• **COMPITO 1**: Riporta il passo della recensione su Person Of Interest compreso tra "Listen, all I’m" e "that’s already over.", estremi inclusi.
• **COMPITO 2**: Secondo la recensione su Person Of Interest, per quale motivo Elias e Root sono probabilmente le figure più iconiche della serie? Rispondi in una o due frasi.
• **COMPITO 3**: Traduci in inglese questa frase della recensione su Person Of Interest: "All’inizio c’erano solo loro, Reese e Finch, ma altri si sarebbero presto aggiunti alla loro missione, finendo per far breccia nei cuori degli spettatori e di tutto il fandom, quasi tanto quanto loro."

Listen, all I’m saying is that if we’re just an information, just noise in the system… we might as will be a simphony.

I walked in a darkness for a very long time until you guided me to light. And I wouldn’t change any of it. But we’re not going to win this way. And we can’t afford to lose. When the time comes, you’ll know what to do. And I know this is an ugliness you never wanted, but sometimes you have to fight a little. We’re fighting a war that’s already over.

Person Of Interest decide di celebrare il suo centesimo episodio, a soli tre dal series finale, nella maniera più fragorosa e struggente possibile. Sono passati poco meno di cinque anni da quando è stato trasmesso il Pilot e chissà quanti avrebbero subito scommesso che quel bizzarro e complesso show, presentatosi come un classico procedurale ma ben presto rivelatosi qualcosa di molto più complesso, potesse infine raggiungere un simile traguardo, proprio per il suo essere così singolare e controcorrente. All’inizio c’erano solo loro, Reese e Finch, ma altri si sarebbero presto aggiunti alla loro missione, finendo per far breccia nei cuori degli spettatori e di tutto il fandom, quasi tanto quanto loro. Elias e Root, tra le successive “new entry”, sono probabilmente le figure più iconiche e che ricorderemo a lungo di tutta la serie, proprio perché differiscono da personaggi come Joss Carter o Shaw, i quali, pur essendo scritti magnificamente, comunque partono da background piuttosto riscontrabili altrove.
La presentazione del primo, quel boss della malavita, col faccione insospettabile del padre di Veronica Mars di Enrico Colantoni ha dopotutto sancito, grazie al memorabile e mai dimenticato “Witness” (settimo episodio della prima stagione), proprio il momento in cui Person Of Interest si è elevata a serie sopraffina e imperdibile: il professore in pericolo che si rivela un capo mafioso, rappresentazione massima dello spirito dello show, dominato da questa ambiguità morale e dal non lasciarsi ingannare dalle apparenze, insomma dal confine perennemente labile tra il “victim” e il “perpetrator”. Ambiguità che rende possibile un rapporto, altrimenti sulla carta impossibile da sussistere, come quello instauratosi con l’integerrimo e incorruttibile Harold Finch, lo stesso che, guarda caso, troviamo furioso e scatenato col mondo intero alla fine di quest’ultimo episodio. Con sopraffina e poetica circolarità, allora, Elias trova la morte proprio lì dove l’avevamo conosciuto la prima volta e non per la causa suprema del protagonista, ma per il “rispetto” nei confronti della vita di Finch, come suggerisce il suo stesso scagnozzo. Muore nel tentativo di salvare colui che più volte ha combattuto ma da cui più volte è stato a sua volta salvato; colui col quale condivide la coesistenza di antichi e ormai dimenticati valori da una parte, e un’approccio alla società attuale oltremodo moderno dall’altra.

• **RIGHE FORNITE**:
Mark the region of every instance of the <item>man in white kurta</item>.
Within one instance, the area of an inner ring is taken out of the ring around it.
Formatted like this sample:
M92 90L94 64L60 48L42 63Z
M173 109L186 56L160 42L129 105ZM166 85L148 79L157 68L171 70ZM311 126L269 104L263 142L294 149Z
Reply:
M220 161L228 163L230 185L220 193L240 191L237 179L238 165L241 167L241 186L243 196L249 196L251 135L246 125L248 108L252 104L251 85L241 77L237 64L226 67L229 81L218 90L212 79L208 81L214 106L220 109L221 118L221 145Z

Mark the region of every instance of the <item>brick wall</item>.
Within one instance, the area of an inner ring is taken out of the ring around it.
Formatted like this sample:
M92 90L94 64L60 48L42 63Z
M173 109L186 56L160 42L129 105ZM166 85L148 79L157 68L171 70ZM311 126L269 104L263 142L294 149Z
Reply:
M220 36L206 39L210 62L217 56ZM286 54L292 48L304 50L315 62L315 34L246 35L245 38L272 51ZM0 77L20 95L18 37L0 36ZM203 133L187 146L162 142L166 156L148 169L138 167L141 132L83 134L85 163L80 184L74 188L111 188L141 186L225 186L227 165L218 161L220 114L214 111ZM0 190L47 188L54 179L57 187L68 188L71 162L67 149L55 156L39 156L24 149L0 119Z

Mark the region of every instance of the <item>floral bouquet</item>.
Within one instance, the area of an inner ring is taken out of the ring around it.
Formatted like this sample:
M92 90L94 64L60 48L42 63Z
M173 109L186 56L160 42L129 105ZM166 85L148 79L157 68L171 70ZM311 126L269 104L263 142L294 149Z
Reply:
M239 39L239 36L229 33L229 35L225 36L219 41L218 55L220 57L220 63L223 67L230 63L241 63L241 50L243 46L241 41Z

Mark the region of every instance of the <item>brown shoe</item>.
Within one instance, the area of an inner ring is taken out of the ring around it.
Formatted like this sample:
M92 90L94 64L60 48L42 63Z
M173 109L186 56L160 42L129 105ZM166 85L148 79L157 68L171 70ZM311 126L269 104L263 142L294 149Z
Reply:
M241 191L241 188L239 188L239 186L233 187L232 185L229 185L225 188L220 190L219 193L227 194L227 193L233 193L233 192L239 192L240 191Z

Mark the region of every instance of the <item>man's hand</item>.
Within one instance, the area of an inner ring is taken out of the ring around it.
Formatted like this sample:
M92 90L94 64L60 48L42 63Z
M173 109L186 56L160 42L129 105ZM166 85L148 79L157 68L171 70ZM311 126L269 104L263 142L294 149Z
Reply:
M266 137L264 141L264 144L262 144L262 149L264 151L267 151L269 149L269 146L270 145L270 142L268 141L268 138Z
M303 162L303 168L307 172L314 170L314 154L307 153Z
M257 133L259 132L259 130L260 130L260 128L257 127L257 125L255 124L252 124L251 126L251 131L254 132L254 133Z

• **SOLUZIONE 1**:
Listen, all I’m saying is that if we’re just an information, just noise in the system… we might as will be a simphony.

I walked in a darkness for a very long time until you guided me to light. And I wouldn’t change any of it. But we’re not going to win this way. And we can’t afford to lose. When the time comes, you’ll know what to do. And I know this is an ugliness you never wanted, but sometimes you have to fight a little. We’re fighting a war that’s already over.

• **SOLUZIONE 2**: Perché si differenziano da personaggi come Joss Carter o Shaw. Questi, pur essendo scritti magnificamente, partono comunque da background piuttosto riscontrabili altrove.

• **SOLUZIONE 3**: In the beginning there were only the two of them, Reese and Finch, but others would soon join their mission, ending up winning the hearts of the viewers and the whole fandom, almost as much as they did.